Exercise goal ::
May I have the line containing "In the picture above, where can the hazy" and every line after it through the end of the data, repeated exactly and with no other lines?

(The records)

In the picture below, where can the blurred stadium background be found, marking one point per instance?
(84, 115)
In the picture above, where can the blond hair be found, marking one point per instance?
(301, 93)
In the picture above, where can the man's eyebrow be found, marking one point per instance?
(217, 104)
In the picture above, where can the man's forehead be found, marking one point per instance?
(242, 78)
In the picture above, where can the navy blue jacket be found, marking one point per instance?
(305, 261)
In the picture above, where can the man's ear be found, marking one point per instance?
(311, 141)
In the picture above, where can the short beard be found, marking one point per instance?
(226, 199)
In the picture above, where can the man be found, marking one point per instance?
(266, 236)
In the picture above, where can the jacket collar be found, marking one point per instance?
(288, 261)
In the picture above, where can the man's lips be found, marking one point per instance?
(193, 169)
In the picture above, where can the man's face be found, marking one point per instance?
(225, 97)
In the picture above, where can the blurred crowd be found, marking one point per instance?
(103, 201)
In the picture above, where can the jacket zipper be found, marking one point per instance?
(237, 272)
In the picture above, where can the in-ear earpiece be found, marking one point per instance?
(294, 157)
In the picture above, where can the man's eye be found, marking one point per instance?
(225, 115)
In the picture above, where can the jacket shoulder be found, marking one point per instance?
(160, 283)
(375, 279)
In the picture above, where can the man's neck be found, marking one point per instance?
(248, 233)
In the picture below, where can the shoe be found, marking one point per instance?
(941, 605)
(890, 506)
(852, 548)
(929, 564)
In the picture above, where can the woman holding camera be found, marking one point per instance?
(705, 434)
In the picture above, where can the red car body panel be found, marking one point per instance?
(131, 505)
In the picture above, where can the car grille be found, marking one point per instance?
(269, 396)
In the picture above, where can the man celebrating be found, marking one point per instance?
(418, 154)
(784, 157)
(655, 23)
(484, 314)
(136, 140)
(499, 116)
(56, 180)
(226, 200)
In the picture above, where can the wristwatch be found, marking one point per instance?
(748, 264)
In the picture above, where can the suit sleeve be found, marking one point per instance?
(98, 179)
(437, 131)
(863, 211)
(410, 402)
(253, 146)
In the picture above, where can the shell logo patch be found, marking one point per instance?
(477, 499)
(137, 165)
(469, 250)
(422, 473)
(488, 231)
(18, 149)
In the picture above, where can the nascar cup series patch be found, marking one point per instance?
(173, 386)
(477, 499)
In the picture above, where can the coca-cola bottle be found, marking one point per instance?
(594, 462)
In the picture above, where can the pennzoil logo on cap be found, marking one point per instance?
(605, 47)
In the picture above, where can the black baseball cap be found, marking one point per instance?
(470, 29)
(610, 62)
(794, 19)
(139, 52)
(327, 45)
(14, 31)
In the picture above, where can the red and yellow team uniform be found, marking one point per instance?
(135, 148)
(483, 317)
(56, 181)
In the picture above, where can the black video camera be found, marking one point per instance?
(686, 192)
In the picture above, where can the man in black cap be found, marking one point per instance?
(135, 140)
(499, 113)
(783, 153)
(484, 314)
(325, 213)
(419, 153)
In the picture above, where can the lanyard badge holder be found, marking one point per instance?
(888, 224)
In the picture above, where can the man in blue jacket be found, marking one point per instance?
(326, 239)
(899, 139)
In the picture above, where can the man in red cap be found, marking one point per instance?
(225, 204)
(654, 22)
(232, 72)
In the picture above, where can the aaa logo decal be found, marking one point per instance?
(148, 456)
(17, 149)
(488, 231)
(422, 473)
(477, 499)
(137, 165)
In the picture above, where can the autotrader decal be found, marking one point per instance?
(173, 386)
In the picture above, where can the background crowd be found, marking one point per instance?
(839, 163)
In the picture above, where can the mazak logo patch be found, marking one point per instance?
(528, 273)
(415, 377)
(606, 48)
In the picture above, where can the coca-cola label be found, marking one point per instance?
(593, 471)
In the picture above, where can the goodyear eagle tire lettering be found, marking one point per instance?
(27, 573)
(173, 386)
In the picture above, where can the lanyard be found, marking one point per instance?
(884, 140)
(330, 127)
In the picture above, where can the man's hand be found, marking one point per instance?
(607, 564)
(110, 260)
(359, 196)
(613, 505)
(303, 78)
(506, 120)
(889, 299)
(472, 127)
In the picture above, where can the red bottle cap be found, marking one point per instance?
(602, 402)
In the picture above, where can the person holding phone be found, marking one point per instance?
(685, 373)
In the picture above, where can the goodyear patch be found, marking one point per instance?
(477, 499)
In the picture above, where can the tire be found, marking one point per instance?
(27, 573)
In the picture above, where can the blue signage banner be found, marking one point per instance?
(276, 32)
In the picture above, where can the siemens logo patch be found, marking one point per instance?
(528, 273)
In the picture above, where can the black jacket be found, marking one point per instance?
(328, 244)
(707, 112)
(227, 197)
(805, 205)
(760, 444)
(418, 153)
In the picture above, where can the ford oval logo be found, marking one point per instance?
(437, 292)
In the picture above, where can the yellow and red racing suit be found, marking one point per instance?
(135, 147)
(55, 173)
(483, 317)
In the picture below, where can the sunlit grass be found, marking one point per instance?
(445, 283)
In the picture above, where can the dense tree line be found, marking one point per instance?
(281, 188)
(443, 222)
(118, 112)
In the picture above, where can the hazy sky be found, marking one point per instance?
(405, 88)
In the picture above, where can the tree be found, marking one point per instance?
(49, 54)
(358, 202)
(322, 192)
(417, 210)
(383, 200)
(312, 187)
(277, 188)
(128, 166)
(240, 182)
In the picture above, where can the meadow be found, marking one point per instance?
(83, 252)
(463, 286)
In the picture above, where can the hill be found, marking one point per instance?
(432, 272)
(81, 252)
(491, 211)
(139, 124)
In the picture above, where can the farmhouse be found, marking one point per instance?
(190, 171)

(End The records)

Solved problem ::
In the picture above, where can the hazy sky be found, marking one point per instance?
(405, 88)
In the picture above, where can the tree be found, marking one point per instance?
(49, 54)
(358, 202)
(322, 192)
(417, 210)
(383, 200)
(312, 187)
(277, 188)
(128, 166)
(240, 182)
In the picture above, where can the meadow be found, marking one point per instance?
(83, 252)
(463, 286)
In the picture above, where can the hill be found, marking one point per instance?
(432, 272)
(81, 252)
(491, 211)
(139, 124)
In the picture above, where can the farmhouse be found, marking one point per instance?
(190, 171)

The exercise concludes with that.